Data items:
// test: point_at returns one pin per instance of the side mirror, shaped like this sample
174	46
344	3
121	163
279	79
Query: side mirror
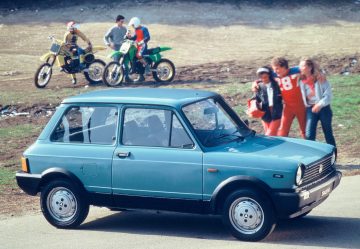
246	122
210	110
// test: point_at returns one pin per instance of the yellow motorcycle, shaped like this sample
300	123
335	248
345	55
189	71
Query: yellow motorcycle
70	62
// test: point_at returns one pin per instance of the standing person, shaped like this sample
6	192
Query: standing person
115	35
292	96
70	39
317	98
270	100
141	37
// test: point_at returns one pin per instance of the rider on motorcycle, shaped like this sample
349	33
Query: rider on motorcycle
70	39
141	37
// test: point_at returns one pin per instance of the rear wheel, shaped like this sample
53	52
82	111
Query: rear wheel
113	74
95	70
249	215
63	204
165	71
43	75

* **What you will do**: Can you copy word for word every line starting with the one that contains "person, shaped like this sample" and going on through the last line of the data items?

* **Solved exercise**:
// test: point_at returns one pin per instance of the standing person, shaped like this sample
6	192
Query: standing person
115	35
292	96
70	39
317	98
270	100
141	37
// test: point_at returns one pin per instance of the rider on motorcycle, shaped like this sample
349	33
Query: rider on motorcycle
70	39
141	37
// test: point_at returns one pin per instance of the rear wheel, shaped like this sample
53	52
82	111
Query: rear wheel
113	74
95	70
249	215
63	204
165	71
43	75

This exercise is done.